# SHORT EXERCISE 1
Please answer these questions about the DirectUI passage:
(a) What does the passage say will still be required to create all the applications in S^4?
(b) Which of DirectUI, Qt and Orbit will be contributed to the Symbian Foundation?
(c) According to the quoted part, what might the plan discourage for the next year or so?

Start of EXTRACTED TEXT

DirectUI isn't just a UI, it's the replacement application suite. As has been discussed quite widely, Qt isn't currently complete from a mobile perspective. To create all the applications in S^4 a reasonable amount of Symbian C++ will still be required. As such, DirectUI will be Symbian-specific for a while yet. As I understand it, DirectUI will be contributed to the Symbian Foundation, whereas Qt and Orbit will not - we will just have a mirror of the master on Gitorious.

Quote:
One thing that personally worries me a bit about this grand plan is that it might discourage a lot of incremental evolution in the Avkon space for the next year or so (since "Avkon is bound to go away anyway"), and potentially also lead to a greater disconnect between keyboard-only (still Avkon?) and touch devices.

End of EXTRACTED TEXT

# SHORT EXERCISE 2
Render the rows below as a JSON list of strings, one string per line, omitting any blank lines.

Start of INPUT ROWS

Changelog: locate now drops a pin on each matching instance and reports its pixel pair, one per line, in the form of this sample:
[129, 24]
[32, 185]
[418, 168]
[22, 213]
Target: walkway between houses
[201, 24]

End of INPUT ROWS

# FULL OUTPUT 1
(a) A reasonable amount of Symbian C++.
(b) DirectUI.
(c) A lot of incremental evolution in the Avkon space.

# FULL OUTPUT 2
[
  "Changelog: locate now drops a pin on each matching instance and reports its pixel pair, one per line, in the form of this sample:",
  "[129, 24]",
  "[32, 185]",
  "[418, 168]",
  "[22, 213]",
  "Target: walkway between houses",
  "[201, 24]"
]